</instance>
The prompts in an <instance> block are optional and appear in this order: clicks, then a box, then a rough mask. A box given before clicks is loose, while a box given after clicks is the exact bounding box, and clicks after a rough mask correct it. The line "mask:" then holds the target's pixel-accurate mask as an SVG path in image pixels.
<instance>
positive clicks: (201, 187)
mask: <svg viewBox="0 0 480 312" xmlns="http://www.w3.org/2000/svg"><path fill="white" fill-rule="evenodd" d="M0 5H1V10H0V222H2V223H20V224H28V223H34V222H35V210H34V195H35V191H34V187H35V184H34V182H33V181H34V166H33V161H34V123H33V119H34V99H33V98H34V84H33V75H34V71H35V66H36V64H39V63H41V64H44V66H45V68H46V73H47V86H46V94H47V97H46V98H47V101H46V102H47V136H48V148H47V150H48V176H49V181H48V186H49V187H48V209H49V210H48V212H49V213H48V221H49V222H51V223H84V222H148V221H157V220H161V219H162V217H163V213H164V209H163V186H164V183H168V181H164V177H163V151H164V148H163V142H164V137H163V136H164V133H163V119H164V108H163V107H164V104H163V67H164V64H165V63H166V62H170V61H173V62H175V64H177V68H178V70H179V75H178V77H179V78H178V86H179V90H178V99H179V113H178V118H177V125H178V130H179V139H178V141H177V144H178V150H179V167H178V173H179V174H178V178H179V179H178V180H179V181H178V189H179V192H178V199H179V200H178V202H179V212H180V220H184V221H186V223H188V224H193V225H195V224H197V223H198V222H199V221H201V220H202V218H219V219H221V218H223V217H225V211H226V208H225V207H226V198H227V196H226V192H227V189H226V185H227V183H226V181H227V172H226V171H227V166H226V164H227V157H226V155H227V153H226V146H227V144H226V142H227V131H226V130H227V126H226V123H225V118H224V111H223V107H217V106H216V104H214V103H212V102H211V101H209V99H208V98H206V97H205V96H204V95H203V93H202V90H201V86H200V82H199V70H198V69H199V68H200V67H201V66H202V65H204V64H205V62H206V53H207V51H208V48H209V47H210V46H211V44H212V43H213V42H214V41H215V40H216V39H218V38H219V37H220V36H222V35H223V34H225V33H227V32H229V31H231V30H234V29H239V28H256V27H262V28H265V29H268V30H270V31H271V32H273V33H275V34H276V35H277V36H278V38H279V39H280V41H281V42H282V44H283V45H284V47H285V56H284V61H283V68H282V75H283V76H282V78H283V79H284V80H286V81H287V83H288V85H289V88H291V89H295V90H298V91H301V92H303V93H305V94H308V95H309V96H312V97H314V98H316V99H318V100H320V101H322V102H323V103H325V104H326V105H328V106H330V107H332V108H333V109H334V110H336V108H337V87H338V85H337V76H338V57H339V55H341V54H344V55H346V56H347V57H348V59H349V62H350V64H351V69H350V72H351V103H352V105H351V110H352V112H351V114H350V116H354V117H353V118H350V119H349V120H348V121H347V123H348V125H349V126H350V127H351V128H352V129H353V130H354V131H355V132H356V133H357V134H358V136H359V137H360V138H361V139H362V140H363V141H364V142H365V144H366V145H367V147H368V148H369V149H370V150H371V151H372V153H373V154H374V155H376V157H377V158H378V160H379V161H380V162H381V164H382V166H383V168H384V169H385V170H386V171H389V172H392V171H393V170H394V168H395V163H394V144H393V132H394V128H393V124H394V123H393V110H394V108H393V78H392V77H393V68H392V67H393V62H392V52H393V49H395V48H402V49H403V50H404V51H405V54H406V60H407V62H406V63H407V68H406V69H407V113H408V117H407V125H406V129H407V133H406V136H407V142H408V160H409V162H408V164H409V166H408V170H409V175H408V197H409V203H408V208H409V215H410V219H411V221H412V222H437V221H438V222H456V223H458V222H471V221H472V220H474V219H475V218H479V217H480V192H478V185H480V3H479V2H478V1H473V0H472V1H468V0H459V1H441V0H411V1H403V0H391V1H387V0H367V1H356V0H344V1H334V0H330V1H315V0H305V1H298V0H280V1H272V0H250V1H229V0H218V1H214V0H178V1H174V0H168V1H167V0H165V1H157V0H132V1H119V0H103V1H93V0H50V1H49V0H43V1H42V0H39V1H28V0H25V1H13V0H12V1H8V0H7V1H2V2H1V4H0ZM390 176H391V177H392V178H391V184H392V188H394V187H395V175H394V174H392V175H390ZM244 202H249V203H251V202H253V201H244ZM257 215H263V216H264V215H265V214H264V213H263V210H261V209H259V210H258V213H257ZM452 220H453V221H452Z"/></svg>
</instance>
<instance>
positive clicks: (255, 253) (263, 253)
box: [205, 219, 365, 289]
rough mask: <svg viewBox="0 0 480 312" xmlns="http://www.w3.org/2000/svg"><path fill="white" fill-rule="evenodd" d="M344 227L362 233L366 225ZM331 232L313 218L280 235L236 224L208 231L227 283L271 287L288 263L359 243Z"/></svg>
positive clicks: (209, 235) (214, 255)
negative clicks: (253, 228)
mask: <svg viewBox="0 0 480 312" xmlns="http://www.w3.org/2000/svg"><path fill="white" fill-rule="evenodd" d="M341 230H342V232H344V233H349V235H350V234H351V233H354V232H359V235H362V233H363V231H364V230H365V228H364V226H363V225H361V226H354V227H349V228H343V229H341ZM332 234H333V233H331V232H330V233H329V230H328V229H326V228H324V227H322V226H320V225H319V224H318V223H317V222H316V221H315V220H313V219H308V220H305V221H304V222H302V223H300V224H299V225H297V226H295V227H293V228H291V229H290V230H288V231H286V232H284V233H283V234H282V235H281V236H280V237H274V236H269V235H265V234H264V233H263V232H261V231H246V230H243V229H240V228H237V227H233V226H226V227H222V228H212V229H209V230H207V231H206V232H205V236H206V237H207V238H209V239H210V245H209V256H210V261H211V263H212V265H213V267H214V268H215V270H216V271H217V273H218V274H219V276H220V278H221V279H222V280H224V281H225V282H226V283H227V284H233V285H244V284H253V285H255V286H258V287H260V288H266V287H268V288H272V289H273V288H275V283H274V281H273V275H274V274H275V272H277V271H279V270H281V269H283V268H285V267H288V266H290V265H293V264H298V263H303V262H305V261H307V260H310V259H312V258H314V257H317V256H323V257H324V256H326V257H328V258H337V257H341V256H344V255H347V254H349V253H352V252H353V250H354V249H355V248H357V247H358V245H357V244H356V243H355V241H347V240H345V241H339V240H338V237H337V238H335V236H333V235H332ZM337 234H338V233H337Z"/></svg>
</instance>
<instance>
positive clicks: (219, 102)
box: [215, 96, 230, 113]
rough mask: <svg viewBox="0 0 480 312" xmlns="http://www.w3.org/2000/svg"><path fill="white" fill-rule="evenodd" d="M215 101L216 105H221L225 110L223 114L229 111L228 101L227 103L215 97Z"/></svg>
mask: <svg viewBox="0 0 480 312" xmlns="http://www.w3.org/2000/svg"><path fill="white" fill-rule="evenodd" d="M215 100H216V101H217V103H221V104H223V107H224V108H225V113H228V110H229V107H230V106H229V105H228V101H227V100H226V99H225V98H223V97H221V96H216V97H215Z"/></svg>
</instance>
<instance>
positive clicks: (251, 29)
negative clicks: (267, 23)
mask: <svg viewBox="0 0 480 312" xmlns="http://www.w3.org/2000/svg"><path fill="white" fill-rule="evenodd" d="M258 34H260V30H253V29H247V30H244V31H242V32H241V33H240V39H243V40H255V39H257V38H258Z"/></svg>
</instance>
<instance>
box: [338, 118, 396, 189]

++++++++++

Rewrite the lines from the one containing "101L216 105H221L225 110L223" through the end of the items, inclusive, replacing "negative clicks" with "negative points" and leaving everything else unchanged.

rough mask: <svg viewBox="0 0 480 312" xmlns="http://www.w3.org/2000/svg"><path fill="white" fill-rule="evenodd" d="M215 101L216 105H221L225 110L223 114L229 111L228 101L227 103L215 97Z"/></svg>
mask: <svg viewBox="0 0 480 312" xmlns="http://www.w3.org/2000/svg"><path fill="white" fill-rule="evenodd" d="M215 100H216V101H217V103H221V104H223V107H224V108H225V113H228V110H229V107H230V106H229V105H228V101H227V100H226V99H225V98H223V97H221V96H216V97H215Z"/></svg>
</instance>
<instance>
positive clicks: (251, 29)
negative points: (267, 23)
mask: <svg viewBox="0 0 480 312" xmlns="http://www.w3.org/2000/svg"><path fill="white" fill-rule="evenodd" d="M258 34H260V30H253V29H247V30H244V31H242V32H241V33H240V39H243V40H255V39H257V38H258Z"/></svg>
</instance>
<instance>
box: [338, 118, 396, 189]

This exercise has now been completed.